> [What is expected]
Make an exact copy of the entries below, with all images left out.

** Opening Task material block **

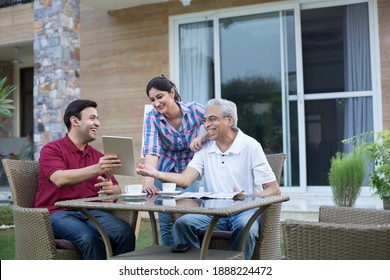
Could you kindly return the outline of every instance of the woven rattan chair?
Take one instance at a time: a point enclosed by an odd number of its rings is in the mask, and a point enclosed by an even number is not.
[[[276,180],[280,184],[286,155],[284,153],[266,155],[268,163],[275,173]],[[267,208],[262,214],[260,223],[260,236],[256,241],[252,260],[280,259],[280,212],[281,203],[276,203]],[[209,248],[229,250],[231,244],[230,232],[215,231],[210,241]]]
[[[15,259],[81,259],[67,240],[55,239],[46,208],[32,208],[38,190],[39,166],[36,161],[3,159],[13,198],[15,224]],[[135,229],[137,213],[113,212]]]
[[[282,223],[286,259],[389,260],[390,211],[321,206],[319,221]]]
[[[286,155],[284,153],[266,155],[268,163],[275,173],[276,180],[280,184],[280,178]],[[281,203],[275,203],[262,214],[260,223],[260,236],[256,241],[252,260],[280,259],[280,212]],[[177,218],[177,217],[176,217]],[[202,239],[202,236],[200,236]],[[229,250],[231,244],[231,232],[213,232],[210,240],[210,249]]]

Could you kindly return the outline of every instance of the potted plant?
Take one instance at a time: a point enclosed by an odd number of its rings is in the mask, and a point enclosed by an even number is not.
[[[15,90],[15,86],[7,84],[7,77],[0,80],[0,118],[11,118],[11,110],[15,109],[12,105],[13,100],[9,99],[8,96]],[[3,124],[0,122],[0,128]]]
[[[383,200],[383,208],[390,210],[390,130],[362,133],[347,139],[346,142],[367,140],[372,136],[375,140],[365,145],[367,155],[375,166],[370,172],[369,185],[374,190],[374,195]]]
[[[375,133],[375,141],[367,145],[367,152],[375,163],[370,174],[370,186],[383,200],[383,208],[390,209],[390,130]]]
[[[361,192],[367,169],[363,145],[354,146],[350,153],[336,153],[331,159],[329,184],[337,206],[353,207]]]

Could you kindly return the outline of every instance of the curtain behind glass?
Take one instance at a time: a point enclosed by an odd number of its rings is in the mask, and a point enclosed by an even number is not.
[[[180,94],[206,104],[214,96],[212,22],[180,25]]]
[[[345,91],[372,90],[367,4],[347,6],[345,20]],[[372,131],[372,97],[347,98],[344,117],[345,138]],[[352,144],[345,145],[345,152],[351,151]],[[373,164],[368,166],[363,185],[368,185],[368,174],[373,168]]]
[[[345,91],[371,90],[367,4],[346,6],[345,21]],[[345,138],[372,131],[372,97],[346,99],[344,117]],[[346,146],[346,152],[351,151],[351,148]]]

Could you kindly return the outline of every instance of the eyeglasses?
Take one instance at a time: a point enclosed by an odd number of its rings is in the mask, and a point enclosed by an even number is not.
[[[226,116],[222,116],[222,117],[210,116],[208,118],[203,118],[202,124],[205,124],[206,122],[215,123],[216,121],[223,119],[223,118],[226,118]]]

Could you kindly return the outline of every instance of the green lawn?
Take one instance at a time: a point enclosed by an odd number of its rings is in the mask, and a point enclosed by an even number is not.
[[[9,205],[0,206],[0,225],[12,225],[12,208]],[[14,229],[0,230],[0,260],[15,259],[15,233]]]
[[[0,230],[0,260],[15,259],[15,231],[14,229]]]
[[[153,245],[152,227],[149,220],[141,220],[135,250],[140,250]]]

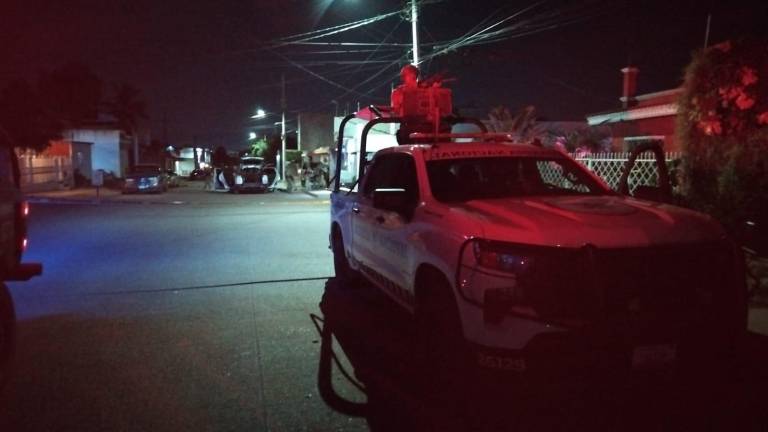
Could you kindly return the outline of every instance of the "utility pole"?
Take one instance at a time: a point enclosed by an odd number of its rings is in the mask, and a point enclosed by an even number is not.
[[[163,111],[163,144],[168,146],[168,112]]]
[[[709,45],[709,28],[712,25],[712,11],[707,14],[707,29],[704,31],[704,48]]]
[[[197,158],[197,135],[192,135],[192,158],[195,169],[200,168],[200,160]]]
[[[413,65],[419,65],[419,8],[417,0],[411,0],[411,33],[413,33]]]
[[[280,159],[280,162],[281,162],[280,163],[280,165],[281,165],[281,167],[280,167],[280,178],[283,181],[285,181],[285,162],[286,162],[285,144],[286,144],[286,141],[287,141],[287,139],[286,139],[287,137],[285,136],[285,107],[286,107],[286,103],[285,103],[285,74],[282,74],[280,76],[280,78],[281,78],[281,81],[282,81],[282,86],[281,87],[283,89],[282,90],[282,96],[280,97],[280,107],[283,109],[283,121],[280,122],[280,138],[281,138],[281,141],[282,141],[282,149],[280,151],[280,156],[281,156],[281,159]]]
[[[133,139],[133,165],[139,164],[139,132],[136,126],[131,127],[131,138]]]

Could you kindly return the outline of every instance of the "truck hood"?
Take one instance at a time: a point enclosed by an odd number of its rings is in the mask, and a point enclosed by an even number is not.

** Closing Task material block **

> [Response to the exercise]
Could you kindly return the outline of every instance of the woven rattan chair?
Take one instance at a time: a point enclosed by an odd number of its rings is in the mask, and a point enclosed by an even number is not.
[[[276,180],[280,184],[286,155],[284,153],[266,155],[268,163],[275,173]],[[267,208],[262,214],[260,223],[260,236],[256,241],[252,260],[280,259],[280,212],[281,203],[276,203]],[[209,248],[229,250],[231,244],[230,232],[215,231],[210,241]]]
[[[15,259],[81,259],[67,240],[55,239],[46,208],[32,208],[38,190],[39,166],[36,161],[3,159],[13,198],[15,224]],[[135,229],[137,213],[113,212]]]
[[[282,223],[286,259],[389,260],[390,211],[321,206],[319,221]]]
[[[286,155],[284,153],[266,155],[268,163],[275,173],[276,180],[280,184],[280,178]],[[281,203],[275,203],[262,214],[260,223],[260,236],[256,241],[252,260],[280,259],[280,212]],[[177,218],[177,217],[176,217]],[[202,239],[202,236],[200,236]],[[229,250],[231,244],[231,232],[213,232],[210,240],[210,249]]]

Could you kindly return the outline of every instance of the potted plant?
Take one instance at a time: a point enclosed by an odd number of its rings is in the mask, and a point enclosed by an even number is not.
[[[15,90],[15,86],[7,84],[7,77],[0,80],[0,118],[11,118],[11,110],[15,109],[12,105],[13,100],[9,99],[8,96]],[[3,124],[0,122],[0,128]]]
[[[383,200],[383,208],[390,210],[390,130],[362,133],[347,139],[346,142],[367,140],[372,136],[375,140],[365,145],[367,155],[375,166],[370,172],[369,185],[374,190],[374,195]]]
[[[375,133],[375,141],[367,145],[367,152],[375,163],[370,174],[370,186],[383,200],[383,208],[390,209],[390,130]]]
[[[361,192],[367,169],[363,145],[354,146],[350,153],[336,153],[331,159],[329,184],[337,206],[353,207]]]

Could you kindly return the outline of every instance of the curtain behind glass?
Take one instance at a time: a point enclosed by an odd number of its rings is in the mask, and a point enclosed by an even number is not.
[[[180,94],[206,104],[214,96],[212,22],[180,25]]]
[[[345,91],[372,90],[367,4],[347,6],[345,20]],[[372,131],[372,97],[347,98],[344,117],[345,138]],[[352,144],[345,145],[345,152],[351,151]],[[373,164],[368,166],[363,185],[368,185],[368,174],[373,168]]]
[[[345,91],[371,90],[367,4],[346,6],[345,21]],[[345,138],[372,131],[372,97],[346,99],[344,117]],[[346,146],[346,152],[351,151],[351,148]]]

Could you kindly return the outline of every instance of the eyeglasses?
Take one instance at a time: a point enclosed by an odd number of its rings is in the mask, and a point enclosed by an even number is not.
[[[226,116],[222,116],[222,117],[210,116],[208,118],[203,118],[202,124],[205,124],[206,122],[215,123],[216,121],[223,119],[223,118],[226,118]]]

Could you kindly return the outline of every instance of the green lawn?
Take one instance at a time: a point enclosed by an odd number of its rings is in the mask, and a point enclosed by an even number is not.
[[[9,205],[0,206],[0,225],[12,225],[12,208]],[[14,229],[0,230],[0,260],[15,259],[15,233]]]
[[[0,230],[0,260],[15,259],[15,231],[14,229]]]
[[[153,245],[152,227],[149,220],[141,220],[135,250],[140,250]]]

Could you kindly return the outline of every instance of the "utility pole"?
Take one instance at a time: a point enclosed by an odd number of its rings is in the mask, and a point enclosed by an even number is not.
[[[163,111],[163,144],[168,146],[168,112]]]
[[[709,45],[709,28],[712,25],[712,11],[707,14],[707,29],[704,31],[704,48]]]
[[[197,158],[197,135],[192,135],[192,158],[195,169],[200,168],[200,160]]]
[[[413,65],[419,65],[419,8],[417,0],[411,0],[411,33],[413,33]]]
[[[280,159],[280,162],[281,162],[280,163],[280,165],[281,165],[281,167],[280,167],[280,178],[283,181],[285,181],[285,162],[286,162],[285,144],[286,144],[286,141],[287,141],[287,139],[286,139],[287,137],[285,136],[285,107],[286,107],[286,103],[285,103],[285,74],[282,74],[280,76],[280,78],[281,78],[281,81],[282,81],[282,86],[281,87],[283,89],[282,90],[282,96],[280,97],[280,107],[283,109],[283,121],[280,122],[280,138],[281,138],[281,141],[282,141],[282,149],[280,151],[280,156],[281,156],[281,159]]]
[[[133,139],[133,165],[139,164],[139,132],[136,126],[131,127],[131,138]]]

Could you kindly return the outline of every instance of the "truck hood"?
Take one instance at a time: a point enclosed by an odd number of its rings is in the mask, and a point enclosed by an even number is not.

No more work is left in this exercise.